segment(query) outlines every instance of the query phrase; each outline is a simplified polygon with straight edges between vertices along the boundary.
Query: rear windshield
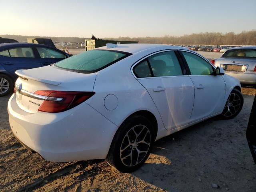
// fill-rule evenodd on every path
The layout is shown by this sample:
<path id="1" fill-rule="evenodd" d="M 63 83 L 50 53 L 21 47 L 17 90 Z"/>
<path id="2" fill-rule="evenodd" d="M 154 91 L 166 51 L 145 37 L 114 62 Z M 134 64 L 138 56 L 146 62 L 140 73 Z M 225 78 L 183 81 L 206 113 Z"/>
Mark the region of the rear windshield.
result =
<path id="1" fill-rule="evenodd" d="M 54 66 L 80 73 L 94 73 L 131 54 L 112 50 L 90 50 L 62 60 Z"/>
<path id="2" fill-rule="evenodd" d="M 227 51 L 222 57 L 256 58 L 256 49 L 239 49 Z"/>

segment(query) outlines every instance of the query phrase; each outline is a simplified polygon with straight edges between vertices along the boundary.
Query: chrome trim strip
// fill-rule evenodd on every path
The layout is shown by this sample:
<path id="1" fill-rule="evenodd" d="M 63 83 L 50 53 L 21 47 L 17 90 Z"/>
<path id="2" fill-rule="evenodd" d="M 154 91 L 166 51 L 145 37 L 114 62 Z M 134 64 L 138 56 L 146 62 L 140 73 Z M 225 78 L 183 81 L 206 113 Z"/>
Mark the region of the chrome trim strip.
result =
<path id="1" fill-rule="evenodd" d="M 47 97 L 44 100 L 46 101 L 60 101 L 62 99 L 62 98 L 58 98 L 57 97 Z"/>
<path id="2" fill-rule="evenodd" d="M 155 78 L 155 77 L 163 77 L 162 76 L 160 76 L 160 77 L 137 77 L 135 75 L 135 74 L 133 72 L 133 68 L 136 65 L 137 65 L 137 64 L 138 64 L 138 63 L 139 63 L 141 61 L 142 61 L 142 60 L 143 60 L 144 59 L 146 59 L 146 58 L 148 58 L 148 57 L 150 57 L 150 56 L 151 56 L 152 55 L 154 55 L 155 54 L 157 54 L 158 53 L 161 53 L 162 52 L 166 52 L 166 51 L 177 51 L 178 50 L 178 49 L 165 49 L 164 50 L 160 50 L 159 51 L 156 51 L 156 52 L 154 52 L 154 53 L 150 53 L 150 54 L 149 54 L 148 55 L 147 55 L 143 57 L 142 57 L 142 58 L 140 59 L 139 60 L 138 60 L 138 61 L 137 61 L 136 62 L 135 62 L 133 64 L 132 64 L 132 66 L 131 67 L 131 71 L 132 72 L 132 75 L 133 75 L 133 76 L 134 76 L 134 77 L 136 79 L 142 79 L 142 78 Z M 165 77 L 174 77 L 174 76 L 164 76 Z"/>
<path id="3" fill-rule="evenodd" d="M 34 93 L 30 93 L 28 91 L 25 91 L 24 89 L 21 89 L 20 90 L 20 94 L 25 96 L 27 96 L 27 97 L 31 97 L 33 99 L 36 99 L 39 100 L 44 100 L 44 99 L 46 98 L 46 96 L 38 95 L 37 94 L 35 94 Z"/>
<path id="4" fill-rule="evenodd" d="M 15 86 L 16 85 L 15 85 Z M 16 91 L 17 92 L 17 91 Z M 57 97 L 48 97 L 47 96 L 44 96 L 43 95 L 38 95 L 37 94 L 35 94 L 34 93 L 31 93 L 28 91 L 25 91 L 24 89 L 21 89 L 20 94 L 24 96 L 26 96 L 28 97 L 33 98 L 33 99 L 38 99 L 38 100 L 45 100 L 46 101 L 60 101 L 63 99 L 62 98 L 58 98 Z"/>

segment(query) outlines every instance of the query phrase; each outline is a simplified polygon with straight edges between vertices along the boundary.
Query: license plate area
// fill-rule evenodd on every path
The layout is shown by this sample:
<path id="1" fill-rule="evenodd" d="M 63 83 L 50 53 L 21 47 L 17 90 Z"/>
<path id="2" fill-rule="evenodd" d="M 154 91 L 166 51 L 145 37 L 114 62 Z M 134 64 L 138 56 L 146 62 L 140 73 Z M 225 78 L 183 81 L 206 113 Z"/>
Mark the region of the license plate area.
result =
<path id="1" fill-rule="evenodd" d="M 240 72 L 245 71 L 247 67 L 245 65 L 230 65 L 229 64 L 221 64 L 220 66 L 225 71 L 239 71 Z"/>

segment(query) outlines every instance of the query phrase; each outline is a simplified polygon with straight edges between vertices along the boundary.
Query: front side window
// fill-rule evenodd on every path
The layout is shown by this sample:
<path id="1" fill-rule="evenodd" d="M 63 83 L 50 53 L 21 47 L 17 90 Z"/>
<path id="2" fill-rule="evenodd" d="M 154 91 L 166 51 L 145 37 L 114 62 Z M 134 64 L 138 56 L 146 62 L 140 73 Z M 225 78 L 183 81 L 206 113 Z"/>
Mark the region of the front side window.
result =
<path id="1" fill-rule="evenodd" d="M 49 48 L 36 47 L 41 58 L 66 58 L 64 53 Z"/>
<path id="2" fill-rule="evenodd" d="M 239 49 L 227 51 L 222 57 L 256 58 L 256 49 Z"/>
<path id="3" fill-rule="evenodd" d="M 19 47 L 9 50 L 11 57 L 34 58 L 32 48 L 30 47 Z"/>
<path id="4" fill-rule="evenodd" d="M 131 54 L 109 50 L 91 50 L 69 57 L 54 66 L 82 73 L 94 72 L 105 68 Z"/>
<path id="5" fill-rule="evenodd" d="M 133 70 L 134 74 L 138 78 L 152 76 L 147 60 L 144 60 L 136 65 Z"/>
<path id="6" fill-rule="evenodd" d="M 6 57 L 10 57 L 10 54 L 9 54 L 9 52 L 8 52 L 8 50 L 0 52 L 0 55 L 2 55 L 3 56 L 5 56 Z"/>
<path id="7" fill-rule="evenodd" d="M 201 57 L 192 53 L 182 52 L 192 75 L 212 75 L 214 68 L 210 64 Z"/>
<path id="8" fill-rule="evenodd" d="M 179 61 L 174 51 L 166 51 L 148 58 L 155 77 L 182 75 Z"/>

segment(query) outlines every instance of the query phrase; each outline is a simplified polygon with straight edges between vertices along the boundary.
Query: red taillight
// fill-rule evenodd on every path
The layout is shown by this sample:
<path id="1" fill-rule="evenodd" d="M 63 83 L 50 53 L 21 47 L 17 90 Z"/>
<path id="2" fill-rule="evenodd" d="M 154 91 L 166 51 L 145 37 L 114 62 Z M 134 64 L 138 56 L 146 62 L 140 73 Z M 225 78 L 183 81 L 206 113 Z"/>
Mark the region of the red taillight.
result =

** AIM **
Copy the records word for word, leaving no picture in the copy.

** EXERCISE ANSWER **
segment(query) outlines every instance of the query phrase; each outline is a simplified polygon with straight edges between vertices along the boundary.
Query: rear windshield
// fill-rule evenodd on every path
The layout is shown by this sample:
<path id="1" fill-rule="evenodd" d="M 63 83 L 50 53 L 21 47 L 17 90 Z"/>
<path id="2" fill-rule="evenodd" d="M 154 91 L 166 51 L 145 37 L 114 62 Z M 134 64 L 138 56 L 146 62 L 140 73 Z M 225 78 L 183 81 L 206 113 Z"/>
Mark the region of the rear windshield.
result =
<path id="1" fill-rule="evenodd" d="M 54 66 L 80 73 L 94 73 L 131 54 L 112 50 L 90 50 L 62 60 Z"/>
<path id="2" fill-rule="evenodd" d="M 227 51 L 222 57 L 256 58 L 256 49 L 239 49 Z"/>

segment(query) outlines every instance of the query phrase; each outline is a simplified polygon with straight edges between vertices along the boundary.
Query: chrome trim strip
// fill-rule evenodd on every path
The layout is shown by this sample:
<path id="1" fill-rule="evenodd" d="M 63 83 L 50 53 L 21 47 L 17 90 Z"/>
<path id="2" fill-rule="evenodd" d="M 154 91 L 166 51 L 145 37 L 114 62 Z M 134 64 L 138 56 L 146 62 L 140 73 Z M 225 78 L 183 81 L 206 113 Z"/>
Mark the region of the chrome trim strip.
result =
<path id="1" fill-rule="evenodd" d="M 47 97 L 44 100 L 46 101 L 60 101 L 62 99 L 62 98 L 58 98 L 57 97 Z"/>
<path id="2" fill-rule="evenodd" d="M 155 78 L 155 77 L 163 77 L 162 76 L 160 76 L 160 77 L 137 77 L 135 75 L 135 74 L 133 72 L 133 68 L 136 65 L 137 65 L 137 64 L 138 64 L 138 63 L 139 63 L 141 61 L 142 61 L 142 60 L 143 60 L 144 59 L 146 59 L 146 58 L 148 58 L 148 57 L 150 57 L 150 56 L 151 56 L 152 55 L 154 55 L 155 54 L 157 54 L 158 53 L 161 53 L 162 52 L 166 52 L 166 51 L 177 51 L 178 50 L 178 49 L 165 49 L 164 50 L 160 50 L 159 51 L 156 51 L 156 52 L 154 52 L 154 53 L 150 53 L 150 54 L 149 54 L 148 55 L 147 55 L 143 57 L 142 57 L 142 58 L 140 59 L 139 60 L 138 60 L 138 61 L 137 61 L 136 62 L 135 62 L 133 64 L 132 64 L 132 66 L 131 67 L 131 71 L 132 72 L 132 75 L 133 75 L 133 76 L 134 76 L 134 77 L 136 79 L 142 79 L 142 78 Z M 165 77 L 174 77 L 174 76 L 164 76 Z"/>
<path id="3" fill-rule="evenodd" d="M 34 93 L 30 93 L 28 91 L 25 91 L 24 89 L 21 89 L 20 90 L 20 94 L 25 96 L 27 96 L 27 97 L 31 97 L 33 99 L 36 99 L 39 100 L 44 100 L 44 99 L 46 98 L 46 96 L 38 95 L 37 94 L 35 94 Z"/>
<path id="4" fill-rule="evenodd" d="M 15 86 L 16 85 L 15 85 Z M 16 91 L 17 92 L 17 91 Z M 57 97 L 48 97 L 47 96 L 44 96 L 43 95 L 38 95 L 37 94 L 35 94 L 34 93 L 31 93 L 28 91 L 25 91 L 24 89 L 21 89 L 20 94 L 24 96 L 26 96 L 28 97 L 33 98 L 33 99 L 38 99 L 38 100 L 45 100 L 46 101 L 60 101 L 63 99 L 62 98 L 58 98 Z"/>

segment(query) outlines every instance of the query phrase; each outline is a simplified polygon with straight edges between vertices along the boundary.
Query: license plate area
// fill-rule evenodd on every path
The layout is shown by this sample:
<path id="1" fill-rule="evenodd" d="M 63 83 L 50 53 L 21 47 L 17 90 Z"/>
<path id="2" fill-rule="evenodd" d="M 154 91 L 166 51 L 145 37 L 114 62 Z M 134 64 L 138 56 L 146 62 L 140 73 Z M 225 78 L 183 81 L 206 113 Z"/>
Mark the region of the license plate area.
result =
<path id="1" fill-rule="evenodd" d="M 240 72 L 245 71 L 247 67 L 245 65 L 230 65 L 229 64 L 221 64 L 220 66 L 225 71 L 239 71 Z"/>

segment(query) outlines every instance of the query phrase; each outline is a simplified polygon with straight edges between vertices along the boundary.
Query: front side window
// fill-rule evenodd on every path
The layout is shown by this sample:
<path id="1" fill-rule="evenodd" d="M 63 83 L 50 53 L 21 47 L 17 90 Z"/>
<path id="2" fill-rule="evenodd" d="M 154 91 L 166 51 L 145 37 L 114 62 Z M 134 64 L 138 56 L 146 62 L 140 73 Z M 225 78 L 183 81 L 206 113 Z"/>
Mark the region of the front side window.
result =
<path id="1" fill-rule="evenodd" d="M 49 48 L 36 47 L 41 58 L 66 58 L 64 53 Z"/>
<path id="2" fill-rule="evenodd" d="M 239 49 L 227 51 L 222 57 L 256 58 L 256 49 Z"/>
<path id="3" fill-rule="evenodd" d="M 19 47 L 9 50 L 11 57 L 34 58 L 32 48 L 30 47 Z"/>
<path id="4" fill-rule="evenodd" d="M 131 54 L 109 50 L 91 50 L 69 57 L 54 66 L 82 73 L 94 72 L 105 68 Z"/>
<path id="5" fill-rule="evenodd" d="M 133 70 L 134 74 L 138 78 L 152 76 L 147 60 L 144 60 L 136 65 Z"/>
<path id="6" fill-rule="evenodd" d="M 6 57 L 10 57 L 10 54 L 9 54 L 9 52 L 8 52 L 8 50 L 0 52 L 0 55 L 2 55 L 3 56 L 5 56 Z"/>
<path id="7" fill-rule="evenodd" d="M 201 57 L 192 53 L 182 52 L 192 75 L 212 75 L 214 68 L 210 64 Z"/>
<path id="8" fill-rule="evenodd" d="M 179 61 L 174 51 L 166 51 L 148 58 L 155 77 L 182 75 Z"/>

segment(query) outlines every instance of the query phrase; each outline is a simplified polygon with straight edges between vertices along the boundary.
Query: red taillight
// fill-rule evenodd on every path
The layout is shown by this sample:
<path id="1" fill-rule="evenodd" d="M 63 83 L 50 53 L 21 47 L 17 90 Z"/>
<path id="2" fill-rule="evenodd" d="M 154 91 L 166 51 L 145 37 L 114 62 Z M 134 64 L 138 56 L 146 62 L 140 73 Z M 225 78 L 183 81 L 206 113 Z"/>
Mark the region of the red taillight.
result =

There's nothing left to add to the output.